[llvm] r211888 - [x86] Begin a significant overhaul of how vector lowering is done in the

Sean Silva chisophugis at gmail.com
Tue Jul 22 10:04:38 PDT 2014


On Mon, Jul 21, 2014 at 2:18 AM, Chandler Carruth <chandlerc at gmail.com>
wrote:

> On Mon, Jul 7, 2014 at 10:41 AM, Evan Cheng <evan.cheng at apple.com> wrote:
>
>> Have you considered using / extending perfect shuffle to replace some of
>> the logic?
>>
>
> Sorry for not replying promptly here.
>
> I did think about perfect shuffles, but I don't think they're going to
> help much. Fundamentally, perfect shuffle tables don't scale well enough to
> be usable. For just 8 lanes, we're talking about nearly 7 billion entries.
> Even assuming a *bunch* of folding through symmetry and other tricks, we're
> not going to get it to a reasonable.
>

This may be something to punt over to the "academia" side of the fence (I
think Chris may have already done this in one of his talks?). I would be
pretty surprised if there wasn't some fairly straightforward formal model
for the problem with an efficient solution. It's basically an optimization
problem on compositions of permutations, and permutations have a fairly
nice structure which seems like it could be easily exploited.

- _Aim of the exercise_:
Reproduce everything in the mailing-list post above from "Sean Silva chisophugis" down to "replying promptly here.", word for word.

- _Data_:

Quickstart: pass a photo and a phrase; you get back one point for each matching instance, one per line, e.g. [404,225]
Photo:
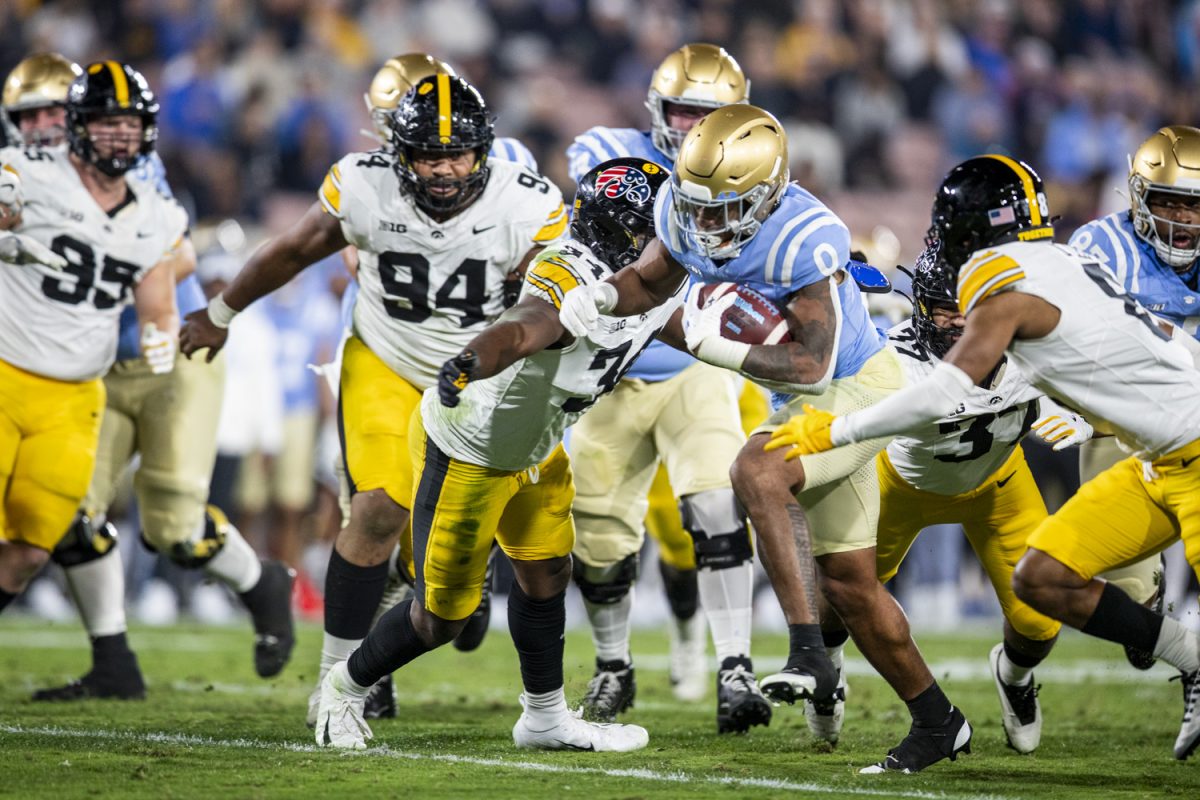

- _Answer to this exercise_:
Sean Silva chisophugis at gmail.com
Tue Jul 22 10:04:38 PDT 2014


On Mon, Jul 21, 2014 at 2:18 AM, Chandler Carruth <chandlerc at gmail.com>
wrote:

> On Mon, Jul 7, 2014 at 10:41 AM, Evan Cheng <evan.cheng at apple.com> wrote:
>
>> Have you considered using / extending perfect shuffle to replace some of
>> the logic?
>>
>
> Sorry for not replying promptly here.